- THE EXERCISE -
Print the records below line for line, with no changes. Omit the pictures from your output.

Photo object pointing records:
□ □ □ □ □
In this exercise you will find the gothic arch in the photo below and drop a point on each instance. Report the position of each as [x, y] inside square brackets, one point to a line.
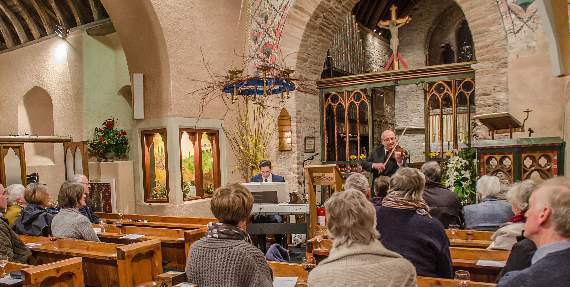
[484, 19]
[35, 117]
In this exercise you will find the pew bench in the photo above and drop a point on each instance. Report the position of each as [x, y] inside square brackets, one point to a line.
[68, 272]
[104, 264]
[175, 243]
□ □ □ □ □
- IN RESPONSE -
In this exercise you will find the gothic arch in the photo below and drop a point on each instance. Report the position of each as [x, y] inside square brackets, one point to a line.
[484, 19]
[35, 117]
In this exercise you will find the pew bench in the photo above and drop a point on each instance. Report the position of each as [x, y] inside square brackets, one point to a line.
[68, 272]
[104, 264]
[175, 243]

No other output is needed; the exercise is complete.